Exercise instructions: Return, word for word, the stretch of the material below from its beginning through the line containing "column 237, row 236", and leave the pictures out of your answer.

** start Record excerpts **

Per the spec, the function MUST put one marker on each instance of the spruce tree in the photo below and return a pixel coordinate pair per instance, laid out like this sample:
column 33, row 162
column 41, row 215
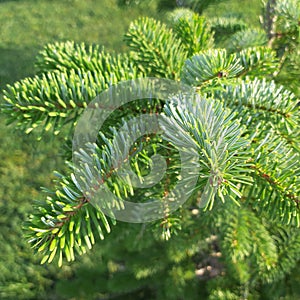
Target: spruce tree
column 237, row 236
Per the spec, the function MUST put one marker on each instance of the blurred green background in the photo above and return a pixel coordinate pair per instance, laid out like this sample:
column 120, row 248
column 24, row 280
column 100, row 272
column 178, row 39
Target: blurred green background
column 25, row 165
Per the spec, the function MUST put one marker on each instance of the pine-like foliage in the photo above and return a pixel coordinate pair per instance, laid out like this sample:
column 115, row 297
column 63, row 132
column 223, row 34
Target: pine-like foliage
column 238, row 234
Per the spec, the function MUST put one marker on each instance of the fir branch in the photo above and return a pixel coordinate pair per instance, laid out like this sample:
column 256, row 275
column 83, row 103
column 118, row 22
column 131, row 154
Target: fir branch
column 155, row 48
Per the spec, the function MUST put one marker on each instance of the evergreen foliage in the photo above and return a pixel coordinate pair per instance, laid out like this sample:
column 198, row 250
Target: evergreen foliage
column 238, row 233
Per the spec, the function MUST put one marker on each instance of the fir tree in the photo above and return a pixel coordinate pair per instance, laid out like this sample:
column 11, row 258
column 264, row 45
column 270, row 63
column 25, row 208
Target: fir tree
column 246, row 239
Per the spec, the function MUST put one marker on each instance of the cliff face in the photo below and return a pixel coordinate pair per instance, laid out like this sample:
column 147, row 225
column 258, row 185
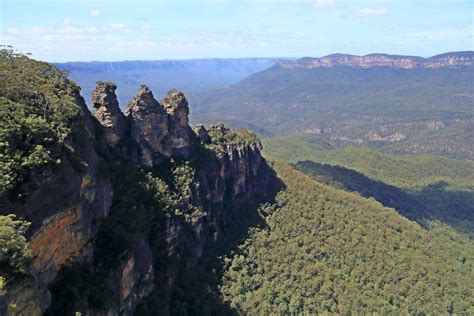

** end Record excerpts **

Reply to the task:
Per the spec, the function MUST put one marker on each instance of the spruce tree in the photo below and return a pixel coordinate pair per instance, laid out like this sample:
column 33, row 162
column 41, row 215
Target: spruce tree
column 237, row 236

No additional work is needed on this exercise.